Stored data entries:
::::

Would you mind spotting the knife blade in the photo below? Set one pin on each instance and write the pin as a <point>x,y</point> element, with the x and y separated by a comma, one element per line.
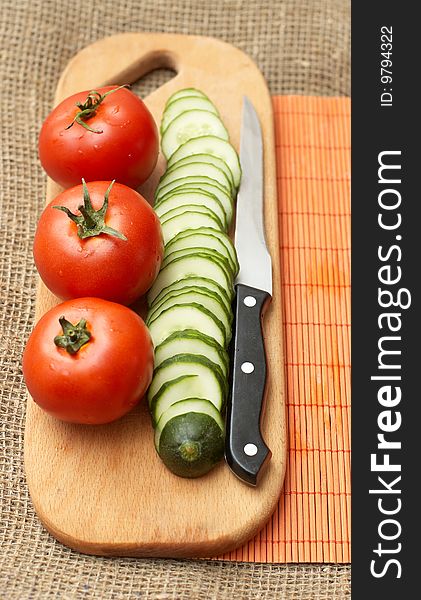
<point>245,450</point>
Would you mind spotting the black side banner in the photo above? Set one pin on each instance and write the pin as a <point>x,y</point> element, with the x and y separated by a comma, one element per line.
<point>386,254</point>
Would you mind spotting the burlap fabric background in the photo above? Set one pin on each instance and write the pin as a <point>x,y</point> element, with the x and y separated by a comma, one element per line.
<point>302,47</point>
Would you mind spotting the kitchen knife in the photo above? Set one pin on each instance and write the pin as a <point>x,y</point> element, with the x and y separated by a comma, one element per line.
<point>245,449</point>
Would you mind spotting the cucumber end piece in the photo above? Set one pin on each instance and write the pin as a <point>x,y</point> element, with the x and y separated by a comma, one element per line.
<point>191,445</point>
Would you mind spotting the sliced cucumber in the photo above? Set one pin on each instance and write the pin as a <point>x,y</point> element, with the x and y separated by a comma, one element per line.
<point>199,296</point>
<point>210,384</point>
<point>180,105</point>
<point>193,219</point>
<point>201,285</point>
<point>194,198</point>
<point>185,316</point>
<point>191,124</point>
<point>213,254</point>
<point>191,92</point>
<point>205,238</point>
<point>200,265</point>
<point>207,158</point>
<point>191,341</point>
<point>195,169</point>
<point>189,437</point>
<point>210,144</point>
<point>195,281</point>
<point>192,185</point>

::::

▶ [Stated task]
Copy the entries above again, everything from the line containing "Would you mind spotting the sliced" down to the line containing "<point>195,281</point>", and nothing else, keeping all wording the same but multiplying each x,y coordinate in the answer points by 0.3. Round every result to a whole number, with halves going up.

▶ [Reply]
Would you mind spotting the sliced cucumber in the photo above? Set one pin on each instance and write the pin as a <point>x,y</point> element, with the x and y separated by a comma, one element per line.
<point>60,89</point>
<point>63,115</point>
<point>54,32</point>
<point>58,66</point>
<point>60,86</point>
<point>58,59</point>
<point>56,95</point>
<point>57,37</point>
<point>64,76</point>
<point>57,28</point>
<point>62,71</point>
<point>60,80</point>
<point>62,47</point>
<point>57,102</point>
<point>59,51</point>
<point>57,131</point>
<point>63,43</point>
<point>59,84</point>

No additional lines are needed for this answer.